:: Task goal ::
The lines below starting at the line containing "Target: silver sedan" and ending at the line containing "indicate the cloudy sky, one dot per instance" are to be repeated exactly, with both ends kept and nothing else added.

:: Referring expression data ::
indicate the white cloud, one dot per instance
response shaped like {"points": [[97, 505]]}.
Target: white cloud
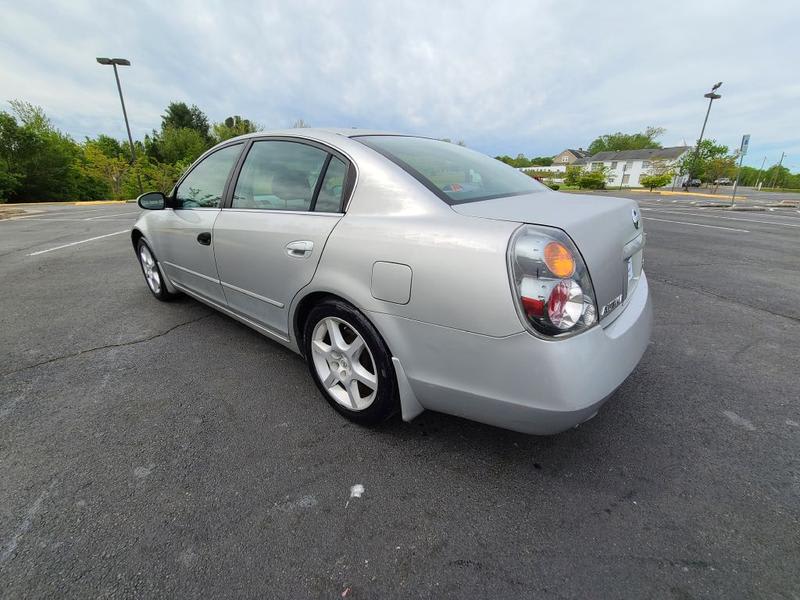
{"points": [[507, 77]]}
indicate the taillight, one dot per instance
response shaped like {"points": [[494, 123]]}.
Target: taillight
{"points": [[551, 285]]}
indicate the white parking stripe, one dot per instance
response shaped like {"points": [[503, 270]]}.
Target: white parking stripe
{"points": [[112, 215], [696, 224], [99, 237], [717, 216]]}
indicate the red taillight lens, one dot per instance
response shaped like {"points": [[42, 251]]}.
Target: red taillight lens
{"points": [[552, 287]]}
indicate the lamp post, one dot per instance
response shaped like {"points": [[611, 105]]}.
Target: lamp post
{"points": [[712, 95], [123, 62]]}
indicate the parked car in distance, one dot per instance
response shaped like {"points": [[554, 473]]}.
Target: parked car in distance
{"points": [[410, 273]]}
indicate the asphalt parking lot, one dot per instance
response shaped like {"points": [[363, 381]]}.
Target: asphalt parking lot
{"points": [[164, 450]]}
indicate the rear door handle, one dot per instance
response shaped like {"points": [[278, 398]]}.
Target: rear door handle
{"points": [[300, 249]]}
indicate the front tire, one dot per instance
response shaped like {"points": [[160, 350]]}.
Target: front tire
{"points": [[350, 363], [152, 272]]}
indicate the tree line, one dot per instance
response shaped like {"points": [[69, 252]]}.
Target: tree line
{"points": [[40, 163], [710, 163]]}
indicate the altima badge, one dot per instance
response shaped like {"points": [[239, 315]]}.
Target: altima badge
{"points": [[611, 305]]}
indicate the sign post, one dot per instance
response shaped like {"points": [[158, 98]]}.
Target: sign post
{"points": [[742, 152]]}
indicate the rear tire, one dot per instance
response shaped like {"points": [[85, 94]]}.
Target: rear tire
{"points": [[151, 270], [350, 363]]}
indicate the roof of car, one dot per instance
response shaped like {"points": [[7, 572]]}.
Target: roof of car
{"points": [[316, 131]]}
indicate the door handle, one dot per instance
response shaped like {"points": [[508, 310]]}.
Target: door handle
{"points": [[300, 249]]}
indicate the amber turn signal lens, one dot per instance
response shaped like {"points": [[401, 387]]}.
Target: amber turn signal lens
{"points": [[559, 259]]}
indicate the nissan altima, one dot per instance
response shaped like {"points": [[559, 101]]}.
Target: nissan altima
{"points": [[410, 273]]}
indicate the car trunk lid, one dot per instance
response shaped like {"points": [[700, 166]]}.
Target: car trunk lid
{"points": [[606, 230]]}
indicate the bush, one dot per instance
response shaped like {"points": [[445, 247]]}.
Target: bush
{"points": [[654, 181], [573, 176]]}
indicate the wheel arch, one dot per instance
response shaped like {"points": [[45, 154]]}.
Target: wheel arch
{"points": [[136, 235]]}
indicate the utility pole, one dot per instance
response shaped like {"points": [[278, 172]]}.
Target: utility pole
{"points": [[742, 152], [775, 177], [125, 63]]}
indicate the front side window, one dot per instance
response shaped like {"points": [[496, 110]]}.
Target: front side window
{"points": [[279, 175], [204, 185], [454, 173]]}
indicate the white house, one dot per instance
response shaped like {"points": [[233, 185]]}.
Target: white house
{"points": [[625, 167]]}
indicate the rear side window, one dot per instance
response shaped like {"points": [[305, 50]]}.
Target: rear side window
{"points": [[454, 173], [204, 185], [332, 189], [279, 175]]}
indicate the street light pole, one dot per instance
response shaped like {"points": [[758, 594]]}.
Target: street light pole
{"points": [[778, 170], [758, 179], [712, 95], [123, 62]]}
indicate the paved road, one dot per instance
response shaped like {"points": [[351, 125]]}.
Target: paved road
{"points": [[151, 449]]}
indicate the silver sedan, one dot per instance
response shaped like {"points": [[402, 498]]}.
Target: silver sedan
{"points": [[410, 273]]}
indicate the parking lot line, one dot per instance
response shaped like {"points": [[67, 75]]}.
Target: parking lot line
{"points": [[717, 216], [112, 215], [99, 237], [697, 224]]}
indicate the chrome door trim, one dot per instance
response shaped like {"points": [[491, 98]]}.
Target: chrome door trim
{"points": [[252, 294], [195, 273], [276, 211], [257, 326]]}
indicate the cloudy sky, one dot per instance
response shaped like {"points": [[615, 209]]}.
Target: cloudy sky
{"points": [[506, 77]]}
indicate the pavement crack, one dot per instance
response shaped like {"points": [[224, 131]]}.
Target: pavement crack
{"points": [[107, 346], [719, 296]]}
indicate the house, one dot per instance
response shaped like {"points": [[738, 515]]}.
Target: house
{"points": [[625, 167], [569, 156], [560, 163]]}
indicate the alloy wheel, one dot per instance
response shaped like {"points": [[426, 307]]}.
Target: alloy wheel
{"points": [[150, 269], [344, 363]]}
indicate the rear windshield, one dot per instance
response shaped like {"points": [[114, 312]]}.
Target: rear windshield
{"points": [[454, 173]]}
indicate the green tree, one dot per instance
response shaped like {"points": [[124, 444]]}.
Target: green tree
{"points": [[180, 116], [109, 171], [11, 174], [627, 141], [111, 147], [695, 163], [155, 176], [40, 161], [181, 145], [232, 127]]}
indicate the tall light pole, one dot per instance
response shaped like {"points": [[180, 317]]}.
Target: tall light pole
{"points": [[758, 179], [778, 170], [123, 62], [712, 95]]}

* * *

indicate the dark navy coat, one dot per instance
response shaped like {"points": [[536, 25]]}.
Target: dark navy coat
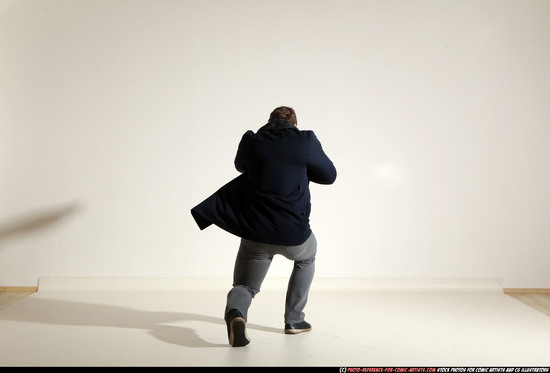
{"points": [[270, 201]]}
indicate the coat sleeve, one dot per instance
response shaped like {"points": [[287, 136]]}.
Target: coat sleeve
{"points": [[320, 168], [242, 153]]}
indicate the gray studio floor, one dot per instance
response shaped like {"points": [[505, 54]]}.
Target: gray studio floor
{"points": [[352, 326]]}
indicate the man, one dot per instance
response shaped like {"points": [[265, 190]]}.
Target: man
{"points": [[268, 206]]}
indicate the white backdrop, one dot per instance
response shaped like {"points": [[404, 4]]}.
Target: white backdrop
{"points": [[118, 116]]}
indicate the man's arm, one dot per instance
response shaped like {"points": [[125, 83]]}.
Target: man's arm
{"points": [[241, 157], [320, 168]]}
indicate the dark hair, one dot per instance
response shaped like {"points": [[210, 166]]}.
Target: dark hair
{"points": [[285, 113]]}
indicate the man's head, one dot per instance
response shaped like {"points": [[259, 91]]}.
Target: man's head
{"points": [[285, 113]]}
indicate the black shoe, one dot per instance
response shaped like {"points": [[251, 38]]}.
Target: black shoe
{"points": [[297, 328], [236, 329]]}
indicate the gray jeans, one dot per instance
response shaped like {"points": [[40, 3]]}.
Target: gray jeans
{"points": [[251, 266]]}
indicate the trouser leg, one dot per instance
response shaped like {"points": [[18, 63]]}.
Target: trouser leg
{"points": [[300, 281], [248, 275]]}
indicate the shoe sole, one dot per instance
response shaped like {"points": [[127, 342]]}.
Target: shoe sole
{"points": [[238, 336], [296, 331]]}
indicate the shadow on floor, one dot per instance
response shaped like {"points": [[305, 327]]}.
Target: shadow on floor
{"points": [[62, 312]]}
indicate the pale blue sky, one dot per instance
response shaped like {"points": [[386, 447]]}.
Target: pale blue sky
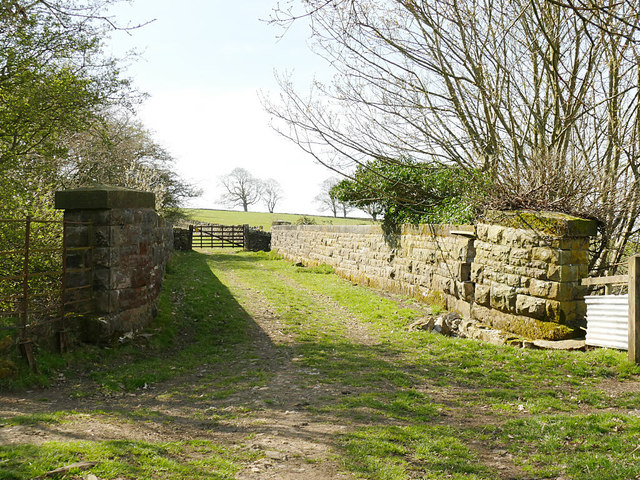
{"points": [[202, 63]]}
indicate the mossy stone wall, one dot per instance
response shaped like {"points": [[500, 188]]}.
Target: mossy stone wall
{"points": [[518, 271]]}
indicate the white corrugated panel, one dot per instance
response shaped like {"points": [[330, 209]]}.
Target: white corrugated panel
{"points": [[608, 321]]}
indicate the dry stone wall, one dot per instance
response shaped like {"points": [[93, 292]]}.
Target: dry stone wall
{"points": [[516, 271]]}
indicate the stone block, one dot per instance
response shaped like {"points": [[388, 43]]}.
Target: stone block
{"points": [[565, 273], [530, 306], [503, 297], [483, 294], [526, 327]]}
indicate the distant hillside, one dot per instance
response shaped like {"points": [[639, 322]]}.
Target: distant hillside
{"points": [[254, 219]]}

:: Response box ::
Target: silver sedan
{"points": [[410, 273]]}
indicate the parking lot line, one dot per instance
response shaped like {"points": [[67, 75]]}.
Target: parking lot line
{"points": [[717, 216], [112, 215], [99, 237], [697, 224]]}
indicate the chrome door trim, one dot per instance
response shaped like {"points": [[491, 98]]}.
Target: chrome door trim
{"points": [[252, 294], [195, 273], [276, 211], [257, 326]]}
indicate the cloudy sky, one dot per instance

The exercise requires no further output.